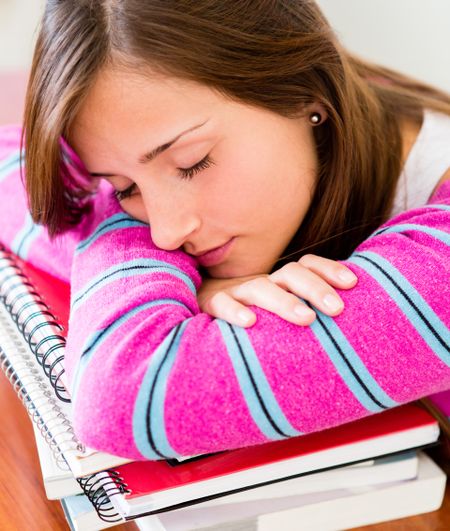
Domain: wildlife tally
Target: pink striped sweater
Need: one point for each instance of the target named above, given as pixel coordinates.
(153, 377)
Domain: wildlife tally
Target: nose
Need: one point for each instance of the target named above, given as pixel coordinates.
(172, 228)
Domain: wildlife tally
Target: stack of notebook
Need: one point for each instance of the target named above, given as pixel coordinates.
(306, 477)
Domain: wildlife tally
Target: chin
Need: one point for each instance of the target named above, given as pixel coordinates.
(226, 271)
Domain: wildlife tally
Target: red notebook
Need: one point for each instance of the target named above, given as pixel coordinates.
(159, 485)
(156, 486)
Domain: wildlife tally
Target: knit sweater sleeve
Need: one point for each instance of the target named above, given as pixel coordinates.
(153, 377)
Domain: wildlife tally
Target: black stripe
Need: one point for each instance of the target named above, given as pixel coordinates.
(110, 224)
(152, 391)
(347, 362)
(413, 305)
(131, 268)
(261, 402)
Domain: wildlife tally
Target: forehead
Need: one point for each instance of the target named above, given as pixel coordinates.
(126, 103)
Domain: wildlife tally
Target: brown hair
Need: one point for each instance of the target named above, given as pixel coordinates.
(277, 55)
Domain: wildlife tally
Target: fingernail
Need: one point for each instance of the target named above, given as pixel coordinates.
(303, 311)
(245, 317)
(347, 276)
(332, 302)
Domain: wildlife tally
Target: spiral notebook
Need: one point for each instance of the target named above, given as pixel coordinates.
(150, 487)
(32, 342)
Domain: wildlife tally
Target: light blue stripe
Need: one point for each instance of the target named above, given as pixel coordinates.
(162, 362)
(91, 344)
(254, 405)
(115, 272)
(403, 227)
(25, 237)
(116, 222)
(403, 303)
(438, 207)
(355, 361)
(263, 385)
(9, 165)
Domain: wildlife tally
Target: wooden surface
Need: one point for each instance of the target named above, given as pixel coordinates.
(24, 507)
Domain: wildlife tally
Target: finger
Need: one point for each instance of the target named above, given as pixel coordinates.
(335, 273)
(224, 306)
(264, 293)
(309, 286)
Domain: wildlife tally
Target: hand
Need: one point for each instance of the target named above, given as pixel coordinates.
(312, 278)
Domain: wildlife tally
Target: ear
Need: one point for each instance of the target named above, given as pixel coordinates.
(314, 109)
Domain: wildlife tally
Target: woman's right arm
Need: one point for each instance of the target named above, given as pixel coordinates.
(153, 377)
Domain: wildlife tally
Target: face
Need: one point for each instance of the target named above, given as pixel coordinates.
(204, 171)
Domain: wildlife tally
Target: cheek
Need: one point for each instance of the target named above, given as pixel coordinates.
(136, 209)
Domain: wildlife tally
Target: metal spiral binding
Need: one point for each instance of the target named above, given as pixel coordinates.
(40, 347)
(32, 387)
(98, 488)
(60, 419)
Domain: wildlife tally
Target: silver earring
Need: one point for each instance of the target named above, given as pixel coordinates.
(315, 118)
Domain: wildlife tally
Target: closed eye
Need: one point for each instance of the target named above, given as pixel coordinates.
(184, 173)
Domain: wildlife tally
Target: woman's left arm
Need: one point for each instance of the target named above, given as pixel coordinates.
(154, 377)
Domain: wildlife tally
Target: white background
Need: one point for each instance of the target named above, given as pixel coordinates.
(410, 35)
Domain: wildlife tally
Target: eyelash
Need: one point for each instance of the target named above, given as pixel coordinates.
(184, 173)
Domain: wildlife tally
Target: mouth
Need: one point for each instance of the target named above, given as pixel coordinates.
(214, 256)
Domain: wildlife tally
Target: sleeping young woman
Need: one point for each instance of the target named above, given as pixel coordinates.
(255, 223)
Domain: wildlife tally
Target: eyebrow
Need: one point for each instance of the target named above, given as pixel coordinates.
(151, 155)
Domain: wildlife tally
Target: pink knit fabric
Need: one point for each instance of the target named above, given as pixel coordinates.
(153, 377)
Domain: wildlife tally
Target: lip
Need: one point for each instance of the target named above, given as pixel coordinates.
(214, 256)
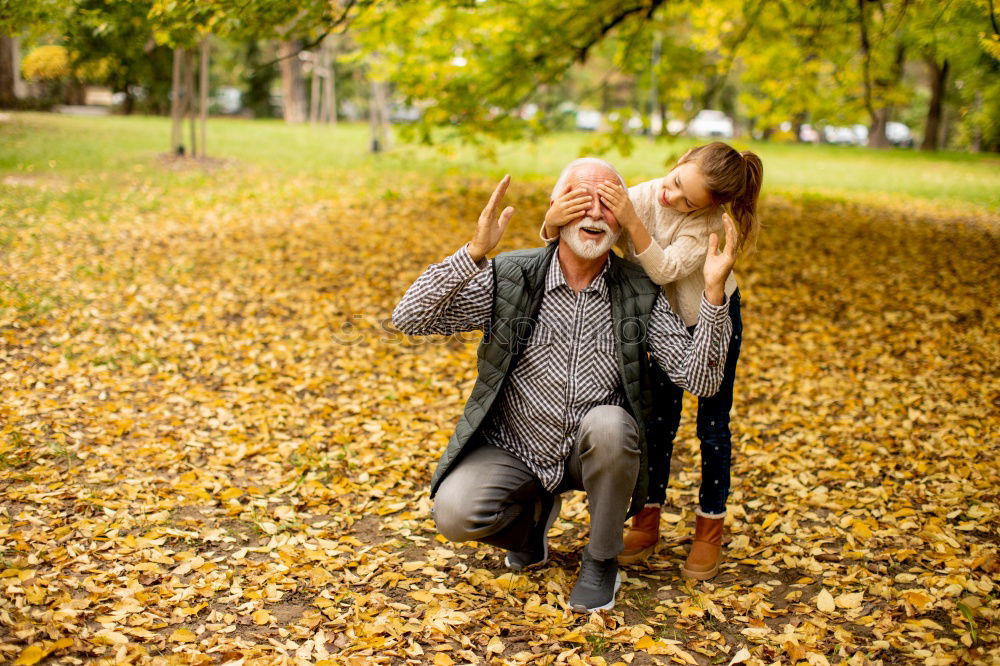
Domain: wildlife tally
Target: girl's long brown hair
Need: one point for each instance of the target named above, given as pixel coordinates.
(732, 177)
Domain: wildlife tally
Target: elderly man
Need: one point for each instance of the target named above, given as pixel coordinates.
(562, 393)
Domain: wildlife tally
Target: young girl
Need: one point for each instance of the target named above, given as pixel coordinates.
(668, 221)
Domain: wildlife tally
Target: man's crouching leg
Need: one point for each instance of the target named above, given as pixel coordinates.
(605, 463)
(492, 497)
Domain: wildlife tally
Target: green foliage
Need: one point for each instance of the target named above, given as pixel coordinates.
(46, 63)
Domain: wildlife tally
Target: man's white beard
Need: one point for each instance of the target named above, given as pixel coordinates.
(588, 249)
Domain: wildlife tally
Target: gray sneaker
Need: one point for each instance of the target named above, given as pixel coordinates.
(538, 554)
(597, 585)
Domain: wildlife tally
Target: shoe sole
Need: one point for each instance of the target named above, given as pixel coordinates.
(553, 514)
(635, 558)
(607, 606)
(700, 575)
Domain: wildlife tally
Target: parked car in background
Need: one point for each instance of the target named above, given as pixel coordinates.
(844, 136)
(710, 123)
(808, 133)
(899, 134)
(588, 119)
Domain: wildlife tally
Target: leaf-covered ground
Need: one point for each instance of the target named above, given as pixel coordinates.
(214, 449)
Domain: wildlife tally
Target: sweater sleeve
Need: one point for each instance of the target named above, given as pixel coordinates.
(683, 256)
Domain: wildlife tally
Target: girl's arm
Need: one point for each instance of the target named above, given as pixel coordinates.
(684, 256)
(663, 265)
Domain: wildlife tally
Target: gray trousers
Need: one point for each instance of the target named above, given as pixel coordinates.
(491, 496)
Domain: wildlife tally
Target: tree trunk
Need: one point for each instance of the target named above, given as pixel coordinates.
(189, 107)
(876, 130)
(293, 87)
(203, 93)
(932, 129)
(176, 140)
(8, 72)
(654, 94)
(316, 80)
(378, 115)
(330, 89)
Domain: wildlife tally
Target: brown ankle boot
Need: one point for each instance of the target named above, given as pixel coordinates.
(706, 552)
(641, 538)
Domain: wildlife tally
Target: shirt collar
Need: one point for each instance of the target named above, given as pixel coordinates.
(554, 278)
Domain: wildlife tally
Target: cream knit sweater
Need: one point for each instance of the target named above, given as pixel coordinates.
(675, 257)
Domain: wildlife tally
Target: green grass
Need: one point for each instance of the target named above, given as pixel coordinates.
(39, 145)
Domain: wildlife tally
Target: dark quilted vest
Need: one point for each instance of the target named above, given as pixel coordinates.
(519, 284)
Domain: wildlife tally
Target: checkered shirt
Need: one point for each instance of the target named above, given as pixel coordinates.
(569, 365)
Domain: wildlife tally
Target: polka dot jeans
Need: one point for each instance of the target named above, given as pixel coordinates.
(712, 428)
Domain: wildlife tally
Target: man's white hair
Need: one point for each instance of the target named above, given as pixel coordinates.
(576, 164)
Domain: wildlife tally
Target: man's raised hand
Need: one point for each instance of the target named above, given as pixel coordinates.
(490, 228)
(569, 206)
(719, 264)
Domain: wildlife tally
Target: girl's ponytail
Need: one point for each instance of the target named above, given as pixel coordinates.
(744, 206)
(732, 178)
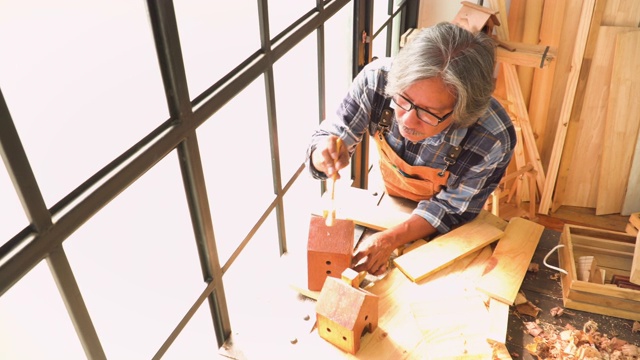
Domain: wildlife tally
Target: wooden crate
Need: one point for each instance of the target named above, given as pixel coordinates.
(613, 252)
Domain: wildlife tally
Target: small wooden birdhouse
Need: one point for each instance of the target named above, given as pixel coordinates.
(329, 250)
(345, 314)
(476, 18)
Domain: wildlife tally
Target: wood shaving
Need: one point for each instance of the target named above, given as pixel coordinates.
(534, 267)
(557, 311)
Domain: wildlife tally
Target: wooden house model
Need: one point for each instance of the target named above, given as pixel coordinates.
(345, 314)
(329, 251)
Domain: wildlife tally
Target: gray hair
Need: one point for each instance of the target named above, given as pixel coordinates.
(463, 60)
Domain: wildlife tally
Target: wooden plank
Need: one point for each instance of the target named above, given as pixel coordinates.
(514, 95)
(635, 265)
(516, 19)
(632, 196)
(536, 58)
(511, 259)
(542, 87)
(581, 187)
(530, 35)
(622, 13)
(445, 249)
(502, 31)
(622, 124)
(576, 124)
(634, 219)
(567, 105)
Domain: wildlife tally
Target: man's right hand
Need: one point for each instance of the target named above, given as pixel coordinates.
(329, 158)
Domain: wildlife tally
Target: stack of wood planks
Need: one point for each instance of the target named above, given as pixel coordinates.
(576, 113)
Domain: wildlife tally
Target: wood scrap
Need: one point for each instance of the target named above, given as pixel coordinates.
(499, 321)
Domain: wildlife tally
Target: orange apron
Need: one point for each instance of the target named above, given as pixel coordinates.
(401, 179)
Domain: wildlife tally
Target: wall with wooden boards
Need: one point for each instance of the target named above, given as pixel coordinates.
(593, 157)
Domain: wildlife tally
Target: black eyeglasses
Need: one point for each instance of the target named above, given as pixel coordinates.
(423, 114)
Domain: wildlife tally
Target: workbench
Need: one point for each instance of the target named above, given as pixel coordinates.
(441, 316)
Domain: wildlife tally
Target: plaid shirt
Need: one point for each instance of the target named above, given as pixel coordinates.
(479, 168)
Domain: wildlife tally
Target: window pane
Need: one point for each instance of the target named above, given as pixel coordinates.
(296, 103)
(215, 38)
(197, 340)
(283, 13)
(34, 323)
(13, 217)
(236, 158)
(82, 83)
(137, 265)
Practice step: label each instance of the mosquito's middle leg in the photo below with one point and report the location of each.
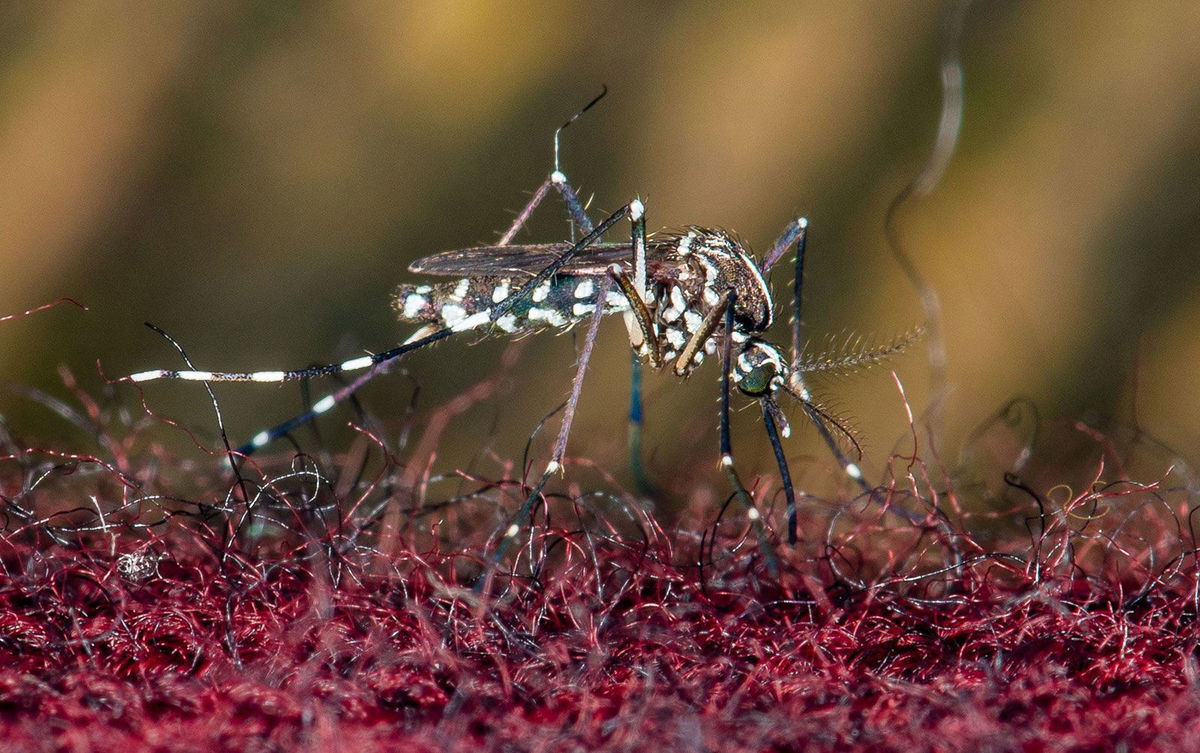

********************

TASK INSTRUCTIONS: The result should hold only the lines from the line with "Target: window pane" through the final line of the records above, copied exactly, with pictures left out.

WRITTEN RESPONSE:
Target: window pane
Need: one point for each instance of the target named above, given as pixel coordinates.
(296, 103)
(215, 38)
(197, 340)
(283, 13)
(34, 323)
(13, 217)
(236, 158)
(82, 83)
(137, 265)
Practice step: label each instance of the mosquito's middle leg in the photo below with one point and report the location of each.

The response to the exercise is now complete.